SET EXERCISE
Render the listing below as a Markdown table with the columns "Row" and "Entry", numbering each row and omitting blank lines. Leave the pictures out of the table.

TASK INPUTS
⁂
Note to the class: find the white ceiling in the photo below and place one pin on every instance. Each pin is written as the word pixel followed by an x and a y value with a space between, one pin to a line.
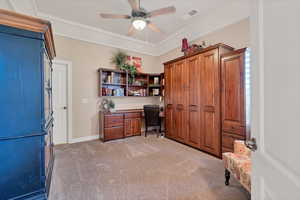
pixel 79 19
pixel 87 12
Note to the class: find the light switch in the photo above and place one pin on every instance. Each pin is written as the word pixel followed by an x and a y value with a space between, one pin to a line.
pixel 84 100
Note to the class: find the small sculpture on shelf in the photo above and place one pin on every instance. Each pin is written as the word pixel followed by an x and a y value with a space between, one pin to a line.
pixel 190 49
pixel 107 105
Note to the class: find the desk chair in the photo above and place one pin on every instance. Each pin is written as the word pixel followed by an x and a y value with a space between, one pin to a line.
pixel 152 118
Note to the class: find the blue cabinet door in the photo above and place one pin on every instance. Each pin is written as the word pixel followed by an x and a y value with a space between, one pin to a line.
pixel 20 86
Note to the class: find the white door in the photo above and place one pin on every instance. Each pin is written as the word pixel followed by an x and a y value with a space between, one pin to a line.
pixel 275 31
pixel 60 134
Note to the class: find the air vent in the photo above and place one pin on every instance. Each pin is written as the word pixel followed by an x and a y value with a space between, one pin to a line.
pixel 190 14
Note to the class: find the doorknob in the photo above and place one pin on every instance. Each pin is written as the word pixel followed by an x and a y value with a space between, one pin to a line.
pixel 251 144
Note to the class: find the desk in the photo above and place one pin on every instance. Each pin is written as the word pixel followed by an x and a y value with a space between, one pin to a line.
pixel 121 123
pixel 161 113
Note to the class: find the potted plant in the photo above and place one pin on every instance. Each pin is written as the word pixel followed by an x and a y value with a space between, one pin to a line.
pixel 131 70
pixel 120 60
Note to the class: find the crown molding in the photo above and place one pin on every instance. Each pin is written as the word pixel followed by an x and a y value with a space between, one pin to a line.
pixel 199 26
pixel 203 25
pixel 91 34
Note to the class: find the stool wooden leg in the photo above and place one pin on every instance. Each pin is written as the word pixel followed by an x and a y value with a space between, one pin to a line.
pixel 227 177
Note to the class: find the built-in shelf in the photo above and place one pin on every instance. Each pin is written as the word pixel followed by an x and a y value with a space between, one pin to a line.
pixel 116 83
pixel 154 86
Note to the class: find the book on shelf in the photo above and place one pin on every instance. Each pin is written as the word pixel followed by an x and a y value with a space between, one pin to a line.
pixel 113 92
pixel 156 81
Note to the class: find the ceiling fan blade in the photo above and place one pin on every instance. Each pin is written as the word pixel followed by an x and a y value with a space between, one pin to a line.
pixel 131 31
pixel 153 27
pixel 114 16
pixel 162 11
pixel 135 4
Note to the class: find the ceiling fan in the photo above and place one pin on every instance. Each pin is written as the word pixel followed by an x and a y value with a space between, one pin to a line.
pixel 140 18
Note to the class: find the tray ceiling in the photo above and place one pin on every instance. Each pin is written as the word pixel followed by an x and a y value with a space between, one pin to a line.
pixel 87 12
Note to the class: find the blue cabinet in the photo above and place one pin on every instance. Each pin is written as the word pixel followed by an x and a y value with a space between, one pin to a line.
pixel 26 120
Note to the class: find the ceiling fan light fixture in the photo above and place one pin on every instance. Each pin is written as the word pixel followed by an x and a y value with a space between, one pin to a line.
pixel 139 24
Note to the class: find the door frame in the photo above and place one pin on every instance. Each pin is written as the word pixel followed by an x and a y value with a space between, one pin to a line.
pixel 69 97
pixel 262 156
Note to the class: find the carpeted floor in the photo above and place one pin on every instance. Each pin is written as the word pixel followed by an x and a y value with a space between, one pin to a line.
pixel 139 168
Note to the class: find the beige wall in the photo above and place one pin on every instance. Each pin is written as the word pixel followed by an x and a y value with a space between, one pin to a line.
pixel 236 35
pixel 87 57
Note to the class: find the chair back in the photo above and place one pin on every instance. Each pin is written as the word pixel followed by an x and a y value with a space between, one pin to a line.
pixel 152 115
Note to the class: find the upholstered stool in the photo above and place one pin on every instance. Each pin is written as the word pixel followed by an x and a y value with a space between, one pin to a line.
pixel 238 164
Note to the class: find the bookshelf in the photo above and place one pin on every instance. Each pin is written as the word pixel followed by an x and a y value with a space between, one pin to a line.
pixel 116 83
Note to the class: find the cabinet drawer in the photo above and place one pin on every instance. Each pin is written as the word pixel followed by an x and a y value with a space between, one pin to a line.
pixel 228 140
pixel 234 128
pixel 113 133
pixel 132 115
pixel 113 120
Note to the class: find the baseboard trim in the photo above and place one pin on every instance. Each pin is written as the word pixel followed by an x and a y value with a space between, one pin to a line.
pixel 84 139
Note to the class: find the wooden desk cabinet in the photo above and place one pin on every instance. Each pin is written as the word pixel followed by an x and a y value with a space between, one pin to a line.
pixel 120 124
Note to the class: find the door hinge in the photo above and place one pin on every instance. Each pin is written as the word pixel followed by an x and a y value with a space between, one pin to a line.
pixel 251 144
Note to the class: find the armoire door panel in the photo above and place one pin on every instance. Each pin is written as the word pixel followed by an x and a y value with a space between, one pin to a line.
pixel 169 120
pixel 209 74
pixel 209 127
pixel 233 98
pixel 232 90
pixel 180 85
pixel 194 65
pixel 210 102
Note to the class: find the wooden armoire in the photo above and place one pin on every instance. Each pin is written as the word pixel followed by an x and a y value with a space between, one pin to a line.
pixel 193 99
pixel 26 120
pixel 234 97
⁂
EXERCISE ANSWER
| Row | Entry |
|---|---|
| 1 | Note to the class: find the white ceiling in the photo below and place one pin on every instance. Each pin is written as the word pixel followed by an x and a y value with a space between, one pin to a line. |
| 2 | pixel 79 19 |
| 3 | pixel 87 12 |
| 4 | Note to the class: find the light switch in the photo above and place one pin on every instance. Each pin is written as the word pixel followed by an x and a y value with a space between, one pin to a line. |
| 5 | pixel 84 100 |
| 6 | Note to the class: find the small sculpture on shelf in the photo above and place one pin on every instance. Each pin is written as the word pixel followed by an x and a y value with a space between, one pin to a line. |
| 7 | pixel 190 49 |
| 8 | pixel 107 105 |
| 9 | Note to the class: find the desk chair in the photo above and place one pin on every instance. Each pin is written as the word pixel followed by an x and a y value with a space between, one pin to a line. |
| 10 | pixel 152 118 |
| 11 | Note to the class: find the blue cabinet door in the photo above and place one pin on every instance. Each pin is written as the word pixel followed by an x and a y value with a space between, one pin to a line. |
| 12 | pixel 20 86 |
| 13 | Note to the class: find the white door in the photo above and place one pin on every instance. Each pin is written as the word pixel followed by an x and a y value with a space between, one pin to a line. |
| 14 | pixel 275 31 |
| 15 | pixel 60 134 |
| 16 | Note to the class: find the air vent in the photo above and place one pin on every instance. Each pin is written as the word pixel followed by an x and a y value with a space between, one pin to a line. |
| 17 | pixel 190 14 |
| 18 | Note to the class: find the doorknob in the photo above and place one pin on every instance. Each pin is written as the word pixel followed by an x and a y value with a space between, one pin to a line. |
| 19 | pixel 251 144 |
| 20 | Note to the class: find the desk in the photo above and place one pin on every instance. Each pin is written as the word pixel followed by an x and a y value with a space between, one pin to a line. |
| 21 | pixel 121 123 |
| 22 | pixel 161 113 |
| 23 | Note to the class: find the potted plant in the photo above and place one pin on every instance. Each pin is written as the word pixel followed by an x and a y value with a space between, one pin to a line. |
| 24 | pixel 131 70 |
| 25 | pixel 120 60 |
| 26 | Note to the class: find the crown molding in the photo above and place one pin on every instance. Each pin is written as the word pixel followed by an x and a y value with a space between, one pin to a line. |
| 27 | pixel 199 26 |
| 28 | pixel 203 25 |
| 29 | pixel 91 34 |
| 30 | Note to the class: find the stool wooden leg in the photo above and place one pin on every instance. Each pin is written as the word pixel followed by an x and a y value with a space between, one pin to a line. |
| 31 | pixel 227 177 |
| 32 | Note to the class: find the built-in shelf in the photo above and place one pin on every instance. Each pin is written as the word pixel followed by an x and a y value with a space between, one pin to a line. |
| 33 | pixel 116 83 |
| 34 | pixel 154 86 |
| 35 | Note to the class: find the book on shelf in the photo above and place one pin on every instance. Each pin is written as the word pixel followed by an x and a y value with a space between, one pin to a line. |
| 36 | pixel 113 92 |
| 37 | pixel 156 81 |
| 38 | Note to the class: find the ceiling fan blade in the photo above and place one pin on every instance. Each pin is written as the word pixel followed by an x and a y value with a space between, one pin to a line. |
| 39 | pixel 131 31 |
| 40 | pixel 153 27 |
| 41 | pixel 114 16 |
| 42 | pixel 162 11 |
| 43 | pixel 135 4 |
| 44 | Note to the class: find the ceiling fan in the photo above and place one pin on every instance. Each pin is written as the word pixel followed by an x and a y value with a space between, one pin to a line. |
| 45 | pixel 140 18 |
| 46 | Note to the class: find the tray ceiling in the photo above and place one pin on every instance. Each pin is written as the word pixel followed by an x and a y value with a space between, one pin to a line. |
| 47 | pixel 87 12 |
| 48 | Note to the class: find the blue cabinet in the photo above and place one pin on every instance. Each pin is written as the word pixel followed by an x and a y value with a space between, one pin to a line. |
| 49 | pixel 26 120 |
| 50 | Note to the class: find the ceiling fan light fixture in the photo above and place one pin on every instance. Each pin is written as the word pixel followed by an x and a y value with a space between, one pin to a line. |
| 51 | pixel 139 24 |
| 52 | Note to the class: find the door frame in the photo above and place one pin on every instance. Each pin is written as the word pixel followed by an x and a y value with a space between, one pin to a line. |
| 53 | pixel 69 97 |
| 54 | pixel 262 156 |
| 55 | Note to the class: find the carpeted floor in the photo above and place one pin on every instance. Each pin is written as the word pixel followed by an x and a y value with a space between, one pin to a line. |
| 56 | pixel 139 168 |
| 57 | Note to the class: find the beige wall in the photo above and place one pin on every instance. Each pin is written as the word pixel followed by an x and a y value with a space between, one pin to a line. |
| 58 | pixel 236 35 |
| 59 | pixel 87 57 |
| 60 | Note to the class: find the chair back in the photo above and place one pin on every instance. Each pin is written as the word pixel followed by an x and a y value with a space between, one pin to a line. |
| 61 | pixel 152 115 |
| 62 | Note to the class: find the upholstered stool in the photo above and place one pin on every instance. Each pin is written as the word pixel followed by an x and a y value with a space between, one pin to a line. |
| 63 | pixel 238 164 |
| 64 | Note to the class: find the bookshelf in the photo above and place one pin on every instance. Each pin is written as the word pixel followed by an x and a y value with a space between, one pin to a line. |
| 65 | pixel 116 83 |
| 66 | Note to the class: find the cabinet drawer in the photo above and place one pin on every instance. Each pin is written as the word pixel followed by an x and a y value with a space between, one pin to a line. |
| 67 | pixel 228 140 |
| 68 | pixel 234 128 |
| 69 | pixel 113 133 |
| 70 | pixel 132 115 |
| 71 | pixel 113 120 |
| 72 | Note to the class: find the baseboard trim in the photo above and place one pin on every instance. Each pin is written as the word pixel followed by an x and a y value with a space between, one pin to a line. |
| 73 | pixel 84 139 |
| 74 | Note to the class: find the wooden desk cabinet in the photo above and place one pin on every instance. Each pin is written as the word pixel followed by an x and a y value with a space between, one pin to a line. |
| 75 | pixel 120 124 |
| 76 | Note to the class: find the door hinge in the photo above and place one pin on every instance. Each pin is written as the word pixel followed by an x and a y value with a space between, one pin to a line. |
| 77 | pixel 251 144 |
| 78 | Note to the class: find the armoire door panel in the photo above and place one pin on every instance. Each pin is written as the word pixel followed by an x and a y value with a space between, one pin to a line. |
| 79 | pixel 169 120 |
| 80 | pixel 209 74 |
| 81 | pixel 209 127 |
| 82 | pixel 233 98 |
| 83 | pixel 232 90 |
| 84 | pixel 180 85 |
| 85 | pixel 194 65 |
| 86 | pixel 210 102 |
| 87 | Note to the class: find the wooden armoire in the photo above and place one pin on every instance. Each pin is written as the word pixel followed by an x and a y value with a space between, one pin to a line. |
| 88 | pixel 193 99 |
| 89 | pixel 26 120 |
| 90 | pixel 234 97 |